> _文書本文_

進学格差―深刻化する教育費負担 (ちくま新書)

進学格差―深刻化する教育費負担 (ちくま新書)

書名:進学格差―深刻化する教育費負担 (ちくま新書)
著者:小林雅之


ひどい本。
何がどうひどいって、統計データが「進学格差」なるものを全く支持していないのに、これを強引に「家計の無理」というよくわからない概念で「格差」の問題としてしまう点。
なんでこんなのが、ちくま新書から出てくるのか、さっぱり解らない。
なんでこんな人が東大の教授をされているのか、さっぱり解らない。
そして、最も解らないのは、週末の貴重な時間を削り、睡眠を削ってまで、なんでこんなくだらない本を読み通してしまったのか、である。
いい加減、早く見切り付けろよ。


いや、1点だけ言い訳させてもらうと、本当は半分もいかないところで本書が駄本であることは確定していたので、読むのをやめようと思ったのである。
だが、次の章を見て、思いとどまってしまった。
その章は、他国の事情との比較をうたった章であった。

> _課題_
『進学格差』の書評のうち、「そして、最も解らないのは、週」から始まり「だが、次の章を見て、思いとどまってしまった。」で終わる部分をそのまま抜き出して示しなさい。 『進学格差』の書評だけを手がかりにすること。

位置ラベル付け記録
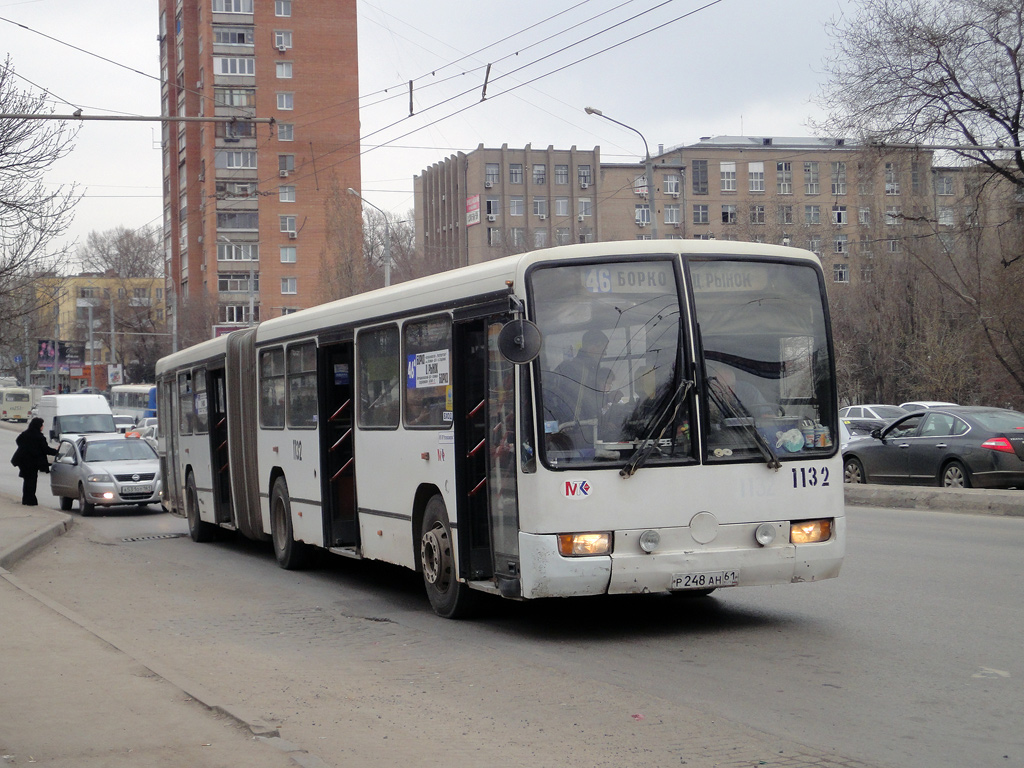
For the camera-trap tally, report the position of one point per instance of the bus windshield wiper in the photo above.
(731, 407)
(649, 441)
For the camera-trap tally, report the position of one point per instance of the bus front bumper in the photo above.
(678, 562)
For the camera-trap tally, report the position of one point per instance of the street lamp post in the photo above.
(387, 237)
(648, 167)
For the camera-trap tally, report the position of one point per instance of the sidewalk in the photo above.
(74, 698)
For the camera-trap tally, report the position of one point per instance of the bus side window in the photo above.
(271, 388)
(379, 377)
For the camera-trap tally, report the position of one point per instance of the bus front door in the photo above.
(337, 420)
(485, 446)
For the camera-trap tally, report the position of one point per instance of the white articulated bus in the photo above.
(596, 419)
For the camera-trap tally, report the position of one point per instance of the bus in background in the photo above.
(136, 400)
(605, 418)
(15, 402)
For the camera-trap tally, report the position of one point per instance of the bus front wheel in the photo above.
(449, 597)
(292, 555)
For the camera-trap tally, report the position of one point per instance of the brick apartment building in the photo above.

> _解答_
そして、最も解らないのは、週末の貴重な時間を削り、睡眠を削ってまで、なんでこんなくだらない本を読み通してしまったのか、である。
いい加減、早く見切り付けろよ。


いや、1点だけ言い訳させてもらうと、本当は半分もいかないところで本書が駄本であることは確定していたので、読むのをやめようと思ったのである。
だが、次の章を見て、思いとどまってしまった。